• Problem requirements
Rewrite the records from the line that contains "negative clicks: (817, 900) (817, 919)" through the end of the records, putting "coarse mask" wherever "rough mask" appears and keeping everything else the same.
+++ Records supplied
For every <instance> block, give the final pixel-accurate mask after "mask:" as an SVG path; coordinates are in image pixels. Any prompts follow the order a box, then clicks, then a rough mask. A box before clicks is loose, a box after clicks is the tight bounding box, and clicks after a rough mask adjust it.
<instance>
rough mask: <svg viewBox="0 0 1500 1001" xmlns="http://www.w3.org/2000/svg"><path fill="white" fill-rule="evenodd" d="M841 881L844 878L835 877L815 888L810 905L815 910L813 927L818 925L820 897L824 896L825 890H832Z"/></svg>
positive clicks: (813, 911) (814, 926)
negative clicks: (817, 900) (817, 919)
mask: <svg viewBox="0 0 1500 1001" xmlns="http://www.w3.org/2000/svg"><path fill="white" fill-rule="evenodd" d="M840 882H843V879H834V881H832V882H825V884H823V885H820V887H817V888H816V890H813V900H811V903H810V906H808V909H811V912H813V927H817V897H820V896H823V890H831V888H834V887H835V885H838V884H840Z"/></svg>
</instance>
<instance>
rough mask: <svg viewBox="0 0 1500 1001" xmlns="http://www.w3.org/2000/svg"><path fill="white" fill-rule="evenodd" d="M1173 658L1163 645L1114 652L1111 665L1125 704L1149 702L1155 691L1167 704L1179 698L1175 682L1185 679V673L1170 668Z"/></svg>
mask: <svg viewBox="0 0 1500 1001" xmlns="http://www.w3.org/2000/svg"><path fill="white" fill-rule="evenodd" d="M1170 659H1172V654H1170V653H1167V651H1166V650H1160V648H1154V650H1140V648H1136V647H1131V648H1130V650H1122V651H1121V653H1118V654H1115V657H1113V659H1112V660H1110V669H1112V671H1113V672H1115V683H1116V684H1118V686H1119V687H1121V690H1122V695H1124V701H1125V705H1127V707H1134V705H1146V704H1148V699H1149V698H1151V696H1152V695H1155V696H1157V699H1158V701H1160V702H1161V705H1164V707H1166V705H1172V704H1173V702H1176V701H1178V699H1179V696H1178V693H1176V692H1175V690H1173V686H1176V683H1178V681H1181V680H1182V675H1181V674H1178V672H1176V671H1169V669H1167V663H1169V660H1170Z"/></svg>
++++++
• Worked solution
negative clicks: (817, 900) (817, 919)
mask: <svg viewBox="0 0 1500 1001" xmlns="http://www.w3.org/2000/svg"><path fill="white" fill-rule="evenodd" d="M840 882H843V879H834V881H832V882H825V884H823V885H820V887H817V888H816V890H813V900H811V903H810V906H808V909H811V912H813V927H817V897H820V896H823V890H831V888H834V887H835V885H838V884H840Z"/></svg>
</instance>
<instance>
coarse mask: <svg viewBox="0 0 1500 1001" xmlns="http://www.w3.org/2000/svg"><path fill="white" fill-rule="evenodd" d="M1173 658L1163 645L1114 652L1111 665L1125 704L1149 702L1155 691L1167 704L1179 698L1175 682L1185 679V673L1170 668Z"/></svg>
mask: <svg viewBox="0 0 1500 1001" xmlns="http://www.w3.org/2000/svg"><path fill="white" fill-rule="evenodd" d="M1170 659H1172V654H1170V653H1167V651H1166V650H1160V648H1154V650H1140V648H1136V647H1131V648H1130V650H1122V651H1121V653H1118V654H1115V657H1113V659H1112V660H1110V669H1112V671H1113V672H1115V683H1116V684H1118V686H1119V687H1121V690H1122V695H1124V701H1125V705H1127V707H1134V705H1146V704H1148V699H1149V698H1151V696H1152V695H1155V696H1157V699H1158V701H1160V702H1161V705H1164V707H1166V705H1172V704H1173V702H1176V701H1178V699H1179V696H1178V693H1176V692H1175V690H1173V686H1176V683H1178V681H1181V680H1182V675H1181V674H1178V672H1176V671H1169V669H1167V663H1169V660H1170Z"/></svg>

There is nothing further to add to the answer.